OBJECTIVE 1 —
In the interview transcript, switch "Singing" to "Humming" and write out the passage from "GROSS: Now in" up to and including "surprise. Something, something...".
OBJECTIVE 2 —
Please say how long Stewart says it took him to write his first 45 minutes, according to the interview transcript.
--- START OF DOCUMENT SECTION ---
And I think that's where the failing is, that the culture of corruption that exists in the media doesn't allow us to delineate between enemies and opponents. And that's where we sort of fall into trouble.

(Soundbite of applause)

GROSS: Now in terms of consequences...

(Soundbite of applause)

Mr. STEWART: (Singing) We are the world.

(Soundbite of laughter)

Mr. STEWART: Yeah. We - (Singing) love on the rocks. Ain't no surprise. Something, something...

GROSS: That's good.

Mr. STEWART: (Singing) Tell you no lies.

GROSS: That's good.

Mr. STEWART: (Singing) Baby we were born to run.

(Soundbite of laughter)

GROSS: So you were doing comedy long before "The Daily Show."

Mr. STEWART: Yes.

GROSS: So what was your comedy like before it became a critique of politics and media?

Mr. STEWART: Mostly balloons.

(Soundbite of laughter)

Mr. STEWART: It was a critique of religion and politics and media. It was my feelings on that but in a - just in a much less savvy form, a much less technically aware form, a much less educated form. Our process has allowed us to extend it, you know.

The amount of material that we go through in a day now - I mean, it took me six years to write my first, you know, 45 minutes.

GROSS: What was in the first 45 minutes? Tell us something that was in it.

Mr. STEWART: There was, let's see - you know, it was so long ago; this is 1980. There was a lot of Saddam Hussein stuff. I don't know if you remember that guy.

(Soundbite of laughter)

Mr. STEWART: It was stuff about - I remember the first Persian Gulf War, where again, it was this idea that, you know, everyone was afraid it was going to be another Vietnam.

I think the joke was, you know, it was going to be another Vietnam - we can't go in there; it's going to be another Vietnam. And then the whole war lasted two days. It wasn't even another Woodstock - you know, it was that kind of thing.

(Soundbite of laughter)

Mr. STEWART: Or that, you know, it was a lot of those types of issues still. It was actually a lot of religious stuff, sort of working out. A comedian's first 15 minutes is typically about his life. I'm a - you know, your first joke is usually who you are. You just kind of walk out and go, I'm a Jew who was raised in New Jersey: joke.

You know, it's - and then you work through your family and, you know, you basically go through your entire history with them, and then you sit and stare at them, but they're not doing much. So you have to then spread out.
--- END OF DOCUMENT SECTION ---
--- START OF DATA LINES ---
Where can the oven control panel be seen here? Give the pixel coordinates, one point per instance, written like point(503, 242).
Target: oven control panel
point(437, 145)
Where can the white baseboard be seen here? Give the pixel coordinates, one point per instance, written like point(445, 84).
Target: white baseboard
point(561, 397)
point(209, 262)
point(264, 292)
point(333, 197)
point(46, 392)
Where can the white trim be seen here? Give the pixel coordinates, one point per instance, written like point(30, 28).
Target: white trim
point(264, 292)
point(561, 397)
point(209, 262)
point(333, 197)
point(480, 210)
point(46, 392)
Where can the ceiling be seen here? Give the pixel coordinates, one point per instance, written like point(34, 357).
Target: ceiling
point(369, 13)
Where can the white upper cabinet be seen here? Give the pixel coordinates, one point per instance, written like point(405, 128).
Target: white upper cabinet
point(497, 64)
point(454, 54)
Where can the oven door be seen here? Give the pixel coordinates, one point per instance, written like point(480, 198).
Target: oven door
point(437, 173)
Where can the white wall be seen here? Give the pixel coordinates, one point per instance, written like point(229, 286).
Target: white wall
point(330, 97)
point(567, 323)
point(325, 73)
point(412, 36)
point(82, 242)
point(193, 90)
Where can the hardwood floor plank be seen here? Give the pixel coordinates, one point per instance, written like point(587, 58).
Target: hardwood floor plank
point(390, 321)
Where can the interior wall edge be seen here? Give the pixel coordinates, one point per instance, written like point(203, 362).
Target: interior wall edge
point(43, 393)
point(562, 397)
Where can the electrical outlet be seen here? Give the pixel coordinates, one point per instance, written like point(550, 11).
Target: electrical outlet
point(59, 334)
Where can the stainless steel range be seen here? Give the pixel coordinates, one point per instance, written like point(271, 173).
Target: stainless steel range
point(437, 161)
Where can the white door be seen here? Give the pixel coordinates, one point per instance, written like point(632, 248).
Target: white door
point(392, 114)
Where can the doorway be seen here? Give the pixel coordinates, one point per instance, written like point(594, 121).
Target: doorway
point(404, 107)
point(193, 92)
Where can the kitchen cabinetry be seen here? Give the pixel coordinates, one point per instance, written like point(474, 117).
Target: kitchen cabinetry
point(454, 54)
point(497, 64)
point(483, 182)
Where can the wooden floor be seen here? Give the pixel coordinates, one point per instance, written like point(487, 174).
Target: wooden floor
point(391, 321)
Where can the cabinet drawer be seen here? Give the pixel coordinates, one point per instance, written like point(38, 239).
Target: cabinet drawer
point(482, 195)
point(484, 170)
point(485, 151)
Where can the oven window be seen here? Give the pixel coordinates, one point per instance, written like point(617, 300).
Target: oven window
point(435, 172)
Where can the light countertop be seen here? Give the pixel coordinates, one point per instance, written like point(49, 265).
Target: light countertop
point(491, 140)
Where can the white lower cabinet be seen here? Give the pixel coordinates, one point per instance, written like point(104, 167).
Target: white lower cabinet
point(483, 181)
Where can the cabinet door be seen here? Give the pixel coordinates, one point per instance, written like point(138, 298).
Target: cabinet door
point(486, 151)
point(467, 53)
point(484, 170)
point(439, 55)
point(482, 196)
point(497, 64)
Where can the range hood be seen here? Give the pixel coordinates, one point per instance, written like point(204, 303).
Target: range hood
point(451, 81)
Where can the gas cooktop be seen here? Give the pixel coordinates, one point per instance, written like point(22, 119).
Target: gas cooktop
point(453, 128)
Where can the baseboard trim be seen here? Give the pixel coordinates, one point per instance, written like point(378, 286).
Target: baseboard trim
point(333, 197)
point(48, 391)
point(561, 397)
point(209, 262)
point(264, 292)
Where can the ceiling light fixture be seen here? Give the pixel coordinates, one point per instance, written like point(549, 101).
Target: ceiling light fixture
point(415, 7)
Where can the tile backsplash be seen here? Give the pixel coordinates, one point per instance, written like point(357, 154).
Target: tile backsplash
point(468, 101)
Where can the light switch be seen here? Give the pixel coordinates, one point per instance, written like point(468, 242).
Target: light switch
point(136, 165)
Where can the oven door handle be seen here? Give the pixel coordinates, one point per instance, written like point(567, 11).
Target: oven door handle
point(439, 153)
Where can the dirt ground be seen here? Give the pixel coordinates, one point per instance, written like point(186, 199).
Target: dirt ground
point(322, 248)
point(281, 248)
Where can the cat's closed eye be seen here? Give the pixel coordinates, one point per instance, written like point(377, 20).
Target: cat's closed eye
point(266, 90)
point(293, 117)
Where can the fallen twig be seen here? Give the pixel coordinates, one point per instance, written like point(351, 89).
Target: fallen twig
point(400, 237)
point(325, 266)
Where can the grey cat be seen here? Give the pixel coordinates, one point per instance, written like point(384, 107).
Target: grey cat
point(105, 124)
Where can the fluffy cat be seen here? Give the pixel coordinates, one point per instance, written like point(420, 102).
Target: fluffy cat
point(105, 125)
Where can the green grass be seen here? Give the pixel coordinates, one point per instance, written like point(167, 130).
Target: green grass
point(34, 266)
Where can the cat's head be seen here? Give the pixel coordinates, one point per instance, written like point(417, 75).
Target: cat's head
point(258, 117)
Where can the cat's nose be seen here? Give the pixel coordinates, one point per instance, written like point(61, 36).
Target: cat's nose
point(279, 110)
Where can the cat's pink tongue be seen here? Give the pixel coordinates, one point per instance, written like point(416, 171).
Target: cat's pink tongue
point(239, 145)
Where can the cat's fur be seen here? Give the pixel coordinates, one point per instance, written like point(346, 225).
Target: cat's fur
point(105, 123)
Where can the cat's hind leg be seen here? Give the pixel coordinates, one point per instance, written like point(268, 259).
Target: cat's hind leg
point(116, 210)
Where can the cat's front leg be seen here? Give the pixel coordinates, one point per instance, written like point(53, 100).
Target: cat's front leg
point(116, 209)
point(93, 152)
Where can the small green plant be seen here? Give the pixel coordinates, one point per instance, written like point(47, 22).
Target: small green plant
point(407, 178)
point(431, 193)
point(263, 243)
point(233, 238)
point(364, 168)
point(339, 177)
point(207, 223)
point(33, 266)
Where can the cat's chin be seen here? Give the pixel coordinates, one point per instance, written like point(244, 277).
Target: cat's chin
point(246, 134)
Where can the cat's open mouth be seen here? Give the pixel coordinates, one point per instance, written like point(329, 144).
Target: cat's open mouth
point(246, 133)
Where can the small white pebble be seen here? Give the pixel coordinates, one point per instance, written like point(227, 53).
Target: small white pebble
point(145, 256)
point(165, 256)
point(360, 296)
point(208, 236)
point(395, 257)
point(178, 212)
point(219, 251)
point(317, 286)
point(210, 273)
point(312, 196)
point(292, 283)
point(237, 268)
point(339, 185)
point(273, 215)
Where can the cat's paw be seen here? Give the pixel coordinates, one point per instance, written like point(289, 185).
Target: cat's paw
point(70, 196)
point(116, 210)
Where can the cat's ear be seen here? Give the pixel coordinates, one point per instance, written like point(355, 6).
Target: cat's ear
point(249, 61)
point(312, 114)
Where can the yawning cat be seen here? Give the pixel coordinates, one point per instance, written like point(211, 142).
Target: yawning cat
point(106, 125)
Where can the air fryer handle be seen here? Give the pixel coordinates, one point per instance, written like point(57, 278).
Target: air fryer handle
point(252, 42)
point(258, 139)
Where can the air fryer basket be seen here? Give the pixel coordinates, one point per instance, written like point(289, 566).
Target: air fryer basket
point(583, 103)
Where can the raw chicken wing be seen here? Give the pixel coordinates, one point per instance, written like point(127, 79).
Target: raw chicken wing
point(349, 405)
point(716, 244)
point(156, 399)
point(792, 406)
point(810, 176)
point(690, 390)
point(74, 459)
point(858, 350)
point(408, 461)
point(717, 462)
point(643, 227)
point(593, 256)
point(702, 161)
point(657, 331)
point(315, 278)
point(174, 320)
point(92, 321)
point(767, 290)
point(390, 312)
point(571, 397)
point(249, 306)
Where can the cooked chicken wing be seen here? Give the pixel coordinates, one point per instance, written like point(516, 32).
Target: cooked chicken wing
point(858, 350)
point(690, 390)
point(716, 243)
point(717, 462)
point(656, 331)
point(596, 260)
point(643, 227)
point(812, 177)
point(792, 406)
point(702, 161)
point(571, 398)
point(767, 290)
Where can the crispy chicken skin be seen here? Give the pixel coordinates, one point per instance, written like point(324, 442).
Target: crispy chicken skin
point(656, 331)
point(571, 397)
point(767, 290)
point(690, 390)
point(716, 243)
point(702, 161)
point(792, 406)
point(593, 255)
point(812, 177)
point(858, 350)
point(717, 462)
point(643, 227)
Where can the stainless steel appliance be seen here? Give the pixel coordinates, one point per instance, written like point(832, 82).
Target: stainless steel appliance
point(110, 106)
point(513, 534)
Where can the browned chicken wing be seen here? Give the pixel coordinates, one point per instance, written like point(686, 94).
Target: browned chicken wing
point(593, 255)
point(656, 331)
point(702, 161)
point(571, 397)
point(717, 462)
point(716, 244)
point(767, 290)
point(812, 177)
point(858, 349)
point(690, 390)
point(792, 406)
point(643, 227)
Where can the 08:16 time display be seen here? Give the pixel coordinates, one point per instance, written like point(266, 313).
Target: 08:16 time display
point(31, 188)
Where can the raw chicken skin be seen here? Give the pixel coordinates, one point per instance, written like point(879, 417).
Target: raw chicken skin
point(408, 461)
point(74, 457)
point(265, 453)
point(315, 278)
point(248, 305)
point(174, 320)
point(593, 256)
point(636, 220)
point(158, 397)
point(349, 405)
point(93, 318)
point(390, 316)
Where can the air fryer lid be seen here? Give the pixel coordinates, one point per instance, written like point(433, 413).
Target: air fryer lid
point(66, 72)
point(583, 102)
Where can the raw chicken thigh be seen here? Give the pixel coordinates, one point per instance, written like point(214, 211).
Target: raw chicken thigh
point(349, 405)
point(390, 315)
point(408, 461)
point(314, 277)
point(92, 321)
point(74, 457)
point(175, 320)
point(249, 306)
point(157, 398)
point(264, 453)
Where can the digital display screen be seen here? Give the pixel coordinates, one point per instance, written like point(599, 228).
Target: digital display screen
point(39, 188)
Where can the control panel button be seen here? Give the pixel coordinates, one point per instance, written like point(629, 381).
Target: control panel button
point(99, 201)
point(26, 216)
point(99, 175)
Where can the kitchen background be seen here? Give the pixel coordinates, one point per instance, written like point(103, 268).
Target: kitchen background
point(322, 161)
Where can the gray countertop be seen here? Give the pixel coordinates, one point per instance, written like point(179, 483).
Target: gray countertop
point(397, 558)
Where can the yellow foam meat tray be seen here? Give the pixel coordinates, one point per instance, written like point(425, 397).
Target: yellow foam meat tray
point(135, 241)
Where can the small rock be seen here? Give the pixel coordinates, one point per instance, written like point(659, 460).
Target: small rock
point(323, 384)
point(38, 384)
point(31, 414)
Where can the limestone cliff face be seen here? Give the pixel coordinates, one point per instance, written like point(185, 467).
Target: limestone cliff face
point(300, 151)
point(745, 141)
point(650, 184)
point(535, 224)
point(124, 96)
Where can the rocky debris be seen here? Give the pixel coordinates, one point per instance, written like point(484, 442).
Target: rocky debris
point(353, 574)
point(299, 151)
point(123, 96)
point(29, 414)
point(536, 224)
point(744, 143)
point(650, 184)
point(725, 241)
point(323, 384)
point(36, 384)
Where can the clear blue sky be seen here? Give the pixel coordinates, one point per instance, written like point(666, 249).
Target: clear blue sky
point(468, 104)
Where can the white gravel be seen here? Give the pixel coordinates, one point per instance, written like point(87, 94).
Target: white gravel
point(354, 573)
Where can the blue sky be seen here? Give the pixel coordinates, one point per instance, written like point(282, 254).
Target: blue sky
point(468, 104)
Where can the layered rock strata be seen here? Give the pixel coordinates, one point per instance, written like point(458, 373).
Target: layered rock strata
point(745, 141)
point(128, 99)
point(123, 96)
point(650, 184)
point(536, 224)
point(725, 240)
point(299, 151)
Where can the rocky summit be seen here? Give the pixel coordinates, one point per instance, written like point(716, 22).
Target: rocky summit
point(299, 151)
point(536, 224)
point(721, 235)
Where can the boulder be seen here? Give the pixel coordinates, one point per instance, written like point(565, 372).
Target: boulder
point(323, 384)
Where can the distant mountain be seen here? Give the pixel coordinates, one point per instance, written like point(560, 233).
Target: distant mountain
--- END OF DATA LINES ---
REPLY 1 —
GROSS: Now in terms of consequences...

(Soundbite of applause)

Mr. STEWART: (Humming) We are the world.

(Soundbite of laughter)

Mr. STEWART: Yeah. We - (Humming) love on the rocks. Ain't no surprise. Something, something...

REPLY 2 —
Six years.